> [Text extract]:

==============================

The application architecture should be carefully reviewed by a security architect to identify and eliminate any security flaws at an early stage. I will be posting a dedicated topic on security architecture on or before March 20th.

These were few of some of the nonfunctional requirements that should be considered in an application architecture, for more in the topic please refer to this Gartner article https://psu.instructure.com/courses/1829637/files/80463989/download?wrap=1

Post No.2- Service Oriented Architecture in a glance

You can’t be talking about application architecture without mentioning Service oriented Architecture (SOA). Nowadays, application architects realize the several benefits of adopting SOA principles in their designs; improved maintainability, lower costs and Increased agility and productivity to name a few.

SOA is a way of architecting the application into the form of services. That is a group of discrete software chunks that have simple, well defined interfaces and are able to interact with each other with loose coupling.  A service can play any of these roles; Service provider and service customer.  The whole concept is supposed to help organizations build services libraries that can in turn speed business results.

Nevertheless, it is not an easy task to adopt SOA in your organization. It requires tremendous commitment and support from the CIO and IT leadership. An application architecture governance organization should be in place. This organization should ensure that SOA culture is well received by application and technology architects. This teams would probably require education and coaching on how to design, develop, reuse and deploy these services. The technical team should be ready to modernize their infrastructure to support the team. All of this is easier said than be implemented and it requires a structured approach.

Gartner recommends that organizations considering SOA to follow this roadmap:
  •        Strategize and Plan: Draft a charter to gain agreement on the vision for the initiative, in alignment with business goals
  •     Develop Governance: Establish an optimal process for making decisions and assigning decision rights
  •     Drive Change Management: Set up a system to communicate and socialize ideas via multiple channels. Get buy-in from stakeholders at all levels
  •     Execute: Optimally operate the initiative in accordance with business goals
  •     Measure and Improve: Measure how the initiative has affected business outcomes



Post No.3- The Application Architect vs. The Solution Architect

This is a short post is an attempt that intends to answer this question: We do not have an EA program in our organization, but we do have a solution architect; can we call him an application architect?

I believe that there is no standard answer to this question, it depends on your organization and back ground. What I can say in general that the solution architect usually interact with subject matter experts to ensure that they have an optimized solution that cater for budget, time and business requirements. The application architect has a different perspective, he is usually a role within an enterprise architecture practices. He is more concerned of how the complete application portfolio is architected to maximize reuse, performance along with other functional non-functional requirements.

The Federation of Enterprise Architecture Professional Organizations (FEAPO) ‘guide in careers in enterprise architecture states that “the Solution Architect tends to focus on a particular, tangible, often tactical, problem. The Solution Architect will often have a single, clear business leader whose metrics are driving the need for change.” The guide also states that the Application architect is a role in the stack of roles that define the enterprise architect; all of which are strategic in nature.

For more information, you may look at:

That’s all about application architecture, see you soon!

==============================

> [Records supplied]:
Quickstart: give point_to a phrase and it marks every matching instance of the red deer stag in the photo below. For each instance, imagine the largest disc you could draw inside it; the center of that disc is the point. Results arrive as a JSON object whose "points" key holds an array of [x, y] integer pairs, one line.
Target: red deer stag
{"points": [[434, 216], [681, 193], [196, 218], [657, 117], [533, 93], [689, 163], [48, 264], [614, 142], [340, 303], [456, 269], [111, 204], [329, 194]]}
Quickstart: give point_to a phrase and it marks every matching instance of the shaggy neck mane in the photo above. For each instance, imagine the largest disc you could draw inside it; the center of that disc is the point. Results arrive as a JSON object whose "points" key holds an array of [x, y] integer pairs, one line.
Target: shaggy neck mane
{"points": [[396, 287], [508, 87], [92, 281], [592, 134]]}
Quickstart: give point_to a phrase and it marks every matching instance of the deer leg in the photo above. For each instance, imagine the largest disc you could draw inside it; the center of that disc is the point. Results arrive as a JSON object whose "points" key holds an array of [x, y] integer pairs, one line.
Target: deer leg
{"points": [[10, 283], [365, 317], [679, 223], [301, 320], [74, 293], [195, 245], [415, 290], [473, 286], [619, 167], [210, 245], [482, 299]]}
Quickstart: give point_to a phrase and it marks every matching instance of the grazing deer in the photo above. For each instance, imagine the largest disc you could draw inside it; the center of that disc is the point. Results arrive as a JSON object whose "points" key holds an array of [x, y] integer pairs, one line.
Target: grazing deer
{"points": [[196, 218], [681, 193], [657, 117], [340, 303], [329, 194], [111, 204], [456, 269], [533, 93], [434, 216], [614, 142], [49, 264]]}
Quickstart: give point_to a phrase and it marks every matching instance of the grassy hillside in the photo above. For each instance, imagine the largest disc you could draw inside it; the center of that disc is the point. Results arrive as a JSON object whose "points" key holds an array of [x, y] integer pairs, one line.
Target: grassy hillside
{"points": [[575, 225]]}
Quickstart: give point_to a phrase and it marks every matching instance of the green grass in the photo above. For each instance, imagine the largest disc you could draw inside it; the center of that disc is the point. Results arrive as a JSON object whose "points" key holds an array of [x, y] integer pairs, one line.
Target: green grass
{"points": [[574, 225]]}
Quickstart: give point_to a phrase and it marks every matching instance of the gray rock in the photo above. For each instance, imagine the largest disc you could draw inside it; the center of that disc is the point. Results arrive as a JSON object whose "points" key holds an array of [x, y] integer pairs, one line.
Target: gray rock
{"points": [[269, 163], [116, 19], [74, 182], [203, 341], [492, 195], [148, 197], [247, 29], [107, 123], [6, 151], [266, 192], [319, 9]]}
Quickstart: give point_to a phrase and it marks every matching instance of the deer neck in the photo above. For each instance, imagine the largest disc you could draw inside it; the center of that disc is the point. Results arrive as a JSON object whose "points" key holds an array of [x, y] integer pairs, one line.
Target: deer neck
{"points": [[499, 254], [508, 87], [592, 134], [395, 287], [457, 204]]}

==============================

> [Set tasks]:
1 > From the application architecture text, reproduce word for word the part that opens with the words "The application architecture" and closes with "name a few.".
2 > Gather every line of the listing that holds the string "Target", copying each line in full. Case counts.

> [Correct answers]:
1 >
The application architecture should be carefully reviewed by a security architect to identify and eliminate any security flaws at an early stage. I will be posting a dedicated topic on security architecture on or before March 20th.

These were few of some of the nonfunctional requirements that should be considered in an application architecture, for more in the topic please refer to this Gartner article https://psu.instructure.com/courses/1829637/files/80463989/download?wrap=1

Post No.2- Service Oriented Architecture in a glance

You can’t be talking about application architecture without mentioning Service oriented Architecture (SOA). Nowadays, application architects realize the several benefits of adopting SOA principles in their designs; improved maintainability, lower costs and Increased agility and productivity to name a few.

2 >
Target: red deer stag
Target: shaggy neck mane
Target: deer leg
Target: grazing deer
Target: grassy hillside
Target: green grass
Target: gray rock
Target: deer neck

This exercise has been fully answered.